▸ Exercise description: Duplicate every one of the records below line for line, without changing anything.

Location identification entries
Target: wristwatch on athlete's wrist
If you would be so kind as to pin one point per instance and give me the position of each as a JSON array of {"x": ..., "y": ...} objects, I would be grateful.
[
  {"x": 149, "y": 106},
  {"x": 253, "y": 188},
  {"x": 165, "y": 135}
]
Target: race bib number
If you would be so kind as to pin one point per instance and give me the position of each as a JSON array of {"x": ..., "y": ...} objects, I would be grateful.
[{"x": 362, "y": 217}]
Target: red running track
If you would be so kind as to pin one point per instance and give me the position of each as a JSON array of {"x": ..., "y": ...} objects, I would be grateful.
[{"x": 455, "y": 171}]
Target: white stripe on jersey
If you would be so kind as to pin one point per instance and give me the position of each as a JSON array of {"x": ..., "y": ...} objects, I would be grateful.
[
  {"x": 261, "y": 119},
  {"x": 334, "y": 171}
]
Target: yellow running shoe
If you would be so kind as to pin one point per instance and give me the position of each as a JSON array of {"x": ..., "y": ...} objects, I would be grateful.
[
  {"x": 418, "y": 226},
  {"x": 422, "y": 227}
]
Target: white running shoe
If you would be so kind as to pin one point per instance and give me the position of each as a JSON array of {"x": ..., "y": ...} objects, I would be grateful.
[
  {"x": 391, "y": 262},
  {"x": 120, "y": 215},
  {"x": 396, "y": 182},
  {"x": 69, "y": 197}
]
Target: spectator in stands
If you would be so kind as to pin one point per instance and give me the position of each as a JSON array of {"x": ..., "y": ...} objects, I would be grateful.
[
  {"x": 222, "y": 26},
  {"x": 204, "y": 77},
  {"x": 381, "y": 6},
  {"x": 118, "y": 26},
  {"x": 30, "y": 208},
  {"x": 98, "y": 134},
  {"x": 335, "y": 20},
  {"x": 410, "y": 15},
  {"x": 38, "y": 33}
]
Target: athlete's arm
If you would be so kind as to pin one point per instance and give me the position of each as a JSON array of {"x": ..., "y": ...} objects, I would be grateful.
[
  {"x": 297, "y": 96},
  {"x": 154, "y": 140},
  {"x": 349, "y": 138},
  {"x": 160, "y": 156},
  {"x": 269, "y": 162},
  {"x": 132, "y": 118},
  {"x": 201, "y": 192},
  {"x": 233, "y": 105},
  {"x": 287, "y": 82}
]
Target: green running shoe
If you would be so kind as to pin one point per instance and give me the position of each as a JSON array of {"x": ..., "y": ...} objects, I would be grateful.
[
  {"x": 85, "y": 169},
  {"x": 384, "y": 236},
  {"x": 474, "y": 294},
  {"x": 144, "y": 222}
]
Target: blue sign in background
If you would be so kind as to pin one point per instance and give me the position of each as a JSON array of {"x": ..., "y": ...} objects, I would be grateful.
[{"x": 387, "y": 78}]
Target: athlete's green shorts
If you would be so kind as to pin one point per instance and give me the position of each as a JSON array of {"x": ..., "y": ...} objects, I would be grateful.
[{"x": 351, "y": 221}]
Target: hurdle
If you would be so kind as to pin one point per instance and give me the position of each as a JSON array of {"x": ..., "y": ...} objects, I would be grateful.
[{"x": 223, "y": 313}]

▸ Task output:
Target: wristwatch on athlete's wrist
If you would be so kind as to pin one point per instance and give me the position of each as a JSON array of {"x": ..., "y": ...} objects, I would be grateful.
[
  {"x": 149, "y": 106},
  {"x": 253, "y": 188},
  {"x": 165, "y": 135}
]
Target: race bib number
If you would be so kind as to pin one point per instance and give me the position of each as a JSON array of {"x": ..., "y": ...} objects, I would be grateful.
[{"x": 362, "y": 217}]
Target: red running track
If you would be so kind as to pin one point per instance and give me the position of each as a JSON array of {"x": ..., "y": ...} objects, I would be grateful.
[{"x": 455, "y": 171}]
Target: white stripe on jersey
If you would be so kind as to pin one point per instance and give me the position of each as a JSON array of {"x": ..., "y": ...} objects, I would be grateful.
[
  {"x": 261, "y": 119},
  {"x": 334, "y": 171}
]
Target: yellow running shoe
If you would be so kind as to pin one point per instance and give me the position of each as a JSON array of {"x": ..., "y": ...} objects, I would be grateful.
[
  {"x": 418, "y": 226},
  {"x": 422, "y": 227}
]
Target: white running shoe
If you would be so kind as to pin one point per instance and give me the position of each as a JSON array of {"x": ..., "y": ...} objects, I would be grateful.
[
  {"x": 391, "y": 262},
  {"x": 120, "y": 215},
  {"x": 396, "y": 182},
  {"x": 69, "y": 197}
]
Target: spectator in stands
If you would be so kind as to pin one point per instance and give me the position of each as a JSON array of {"x": ..., "y": ...} objects, I would be grateful.
[
  {"x": 222, "y": 26},
  {"x": 204, "y": 77},
  {"x": 381, "y": 6},
  {"x": 118, "y": 26},
  {"x": 30, "y": 208},
  {"x": 98, "y": 134},
  {"x": 335, "y": 20},
  {"x": 410, "y": 15},
  {"x": 38, "y": 33}
]
Target: athlete's arm
If you would be so kind as to pin one point per instance and give me the position of each as a JSON array of {"x": ..., "y": ...} objects, I would be grateful.
[
  {"x": 297, "y": 96},
  {"x": 154, "y": 140},
  {"x": 349, "y": 138},
  {"x": 160, "y": 156},
  {"x": 269, "y": 162},
  {"x": 132, "y": 118},
  {"x": 201, "y": 192},
  {"x": 233, "y": 105},
  {"x": 287, "y": 82}
]
Target: green running shoe
If you would be so kind as to pin one point per instance and give me the position of each as a JSON array of {"x": ..., "y": ...} objects, I would be grateful.
[
  {"x": 85, "y": 169},
  {"x": 384, "y": 236},
  {"x": 474, "y": 294},
  {"x": 144, "y": 222}
]
Target: blue sign in background
If you would be so kind as to pin one point per instance and give me the position of each as a JSON array of {"x": ..., "y": ...} objects, I would be grateful.
[{"x": 387, "y": 78}]
Target: athlete's green shorts
If you would be so kind as to pin one point per instance and give me the position of each as a JSON array of {"x": ..., "y": ...} objects, I would be grateful.
[{"x": 351, "y": 221}]
Target: hurdle
If you would be so kind as to pin one point per instance and give me the position of each as a JSON array of {"x": ..., "y": ...} objects, I would be grateful.
[{"x": 223, "y": 313}]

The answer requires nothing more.